Abstract:
Valve with a displaceable actuating device that controls the movements of at least one actual sealing element for opening and closing, and the actuating device is loaded with an elastic element essentially in a perpendicular direction relative to the direction of displacement, and the longitudinal axis of the actuating device and the force exercised by the elastic element are aligned in one position of the actuating device between its two extreme positions. In order to realize a valve that can be electrically switched using minimal currents and that is characterized, in particular, by its small construction size but that is still able to achieve large regulating distances, the actuating device is a unilaterally constrained piezoelectric bending element.

Description:
BACKGROUND OF THE INVENTION 
   1. Field of the Invention 
   The invention relates to a valve with a displaceable actuating device which controls the movements of at least one actual sealing device for opening and/or closing, and the actuating device is loaded with an elastic element, essentially perpendicularly in relation to the direction of displacement and the longitudinal axis of the actuating device as well as the force that is exercised by the elastic element are aligned in one position of the actuating device between its two extreme positions; and/or the invention relates to a valve with a displaceable actuating device that controls the movements of at least one actual sealing device for opening and/or closing, and an elastic element acts essentially perpendicularly in relation to the direction of displacement of the actuating device, and the longitudinal axis of the actuating device as well as the force that is exercised by the elastic element are essentially aligned. 
   2. The Prior Art 
   In many kinds of valves the sealing device or an actuating device that moves the sealing device is preloaded in one of two directions by way of, for example, elastic elements. The preload can possibly also be created utilizing the forces that develop during the displacement of the sealing device or actuating device. In most instances, however, this has a negative impact on the switch-over dynamics of the valve at least in one direction, and the valve requires a high operating energy input in order to overcome this preload. 
   On the other hand, valve constructions in which the two end positions are held stable by way of a preload on the basis of the geometry of the sealing or actuating device are also known in the art—if necessary, with the assistance of at least one spring element—while the force of an elastic element must be overcome in order to switch over and, after running through the first section of the total working stroke, the elastic element supports the further switch-over action. DE 197 20 849 A1 describes an example of such a valve; in this instance, two actors are envisioned for the switch-over action that engage the carrier element for the actual sealing device. 
   The object of the invention is a valve that can be electrically switched using low currents and that is characterized by its small construction size but that still allows for realizing large regulating distances. 
   SUMMARY OF THE INVENTION 
   To achieve this objective according to the invention the actuating device is realized as a unilaterally constrained piezoelectric bending element. With their very high density of force accompanied by minimal triggering power and good switch-over dynamics, these bending elements, which are in fact known in the art, have all prerequisites for a large stroke in the presence of the most minimal dimensions. In conjunction with the support of the change-over on the part of the elastic element, which exercises its largest force in the neutral position of the bending element and the applied force of which drops parallel to the increasing displacement and thereby the decreasing displacement force of the bending element, it is possible to utilize the full no-load stroke of the bending element and it is possible to increase the achievable stroke considerably—which is accompanied in the valves, in turn, by an increase of the flow-through output.

PROBLEMS:
1. Echo the valve patent text, starting with "On the other" and going on through "large regulating distances.".
2. Arrange every line of the records below as a JSON list of strings, one string per line, leaving out blank lines.

MATERIAL PROVIDED:
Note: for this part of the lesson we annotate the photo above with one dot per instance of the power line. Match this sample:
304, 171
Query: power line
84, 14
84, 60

TASK-BY-TASK SOLUTIONS:
1.
On the other hand, valve constructions in which the two end positions are held stable by way of a preload on the basis of the geometry of the sealing or actuating device are also known in the art—if necessary, with the assistance of at least one spring element—while the force of an elastic element must be overcome in order to switch over and, after running through the first section of the total working stroke, the elastic element supports the further switch-over action. DE 197 20 849 A1 describes an example of such a valve; in this instance, two actors are envisioned for the switch-over action that engage the carrier element for the actual sealing device. 
   The object of the invention is a valve that can be electrically switched using low currents and that is characterized by its small construction size but that still allows for realizing large regulating distances.

2.
[
  "Note: for this part of the lesson we annotate the photo above with one dot per instance of the power line. Match this sample:",
  "304, 171",
  "Query: power line",
  "84, 14",
  "84, 60"
]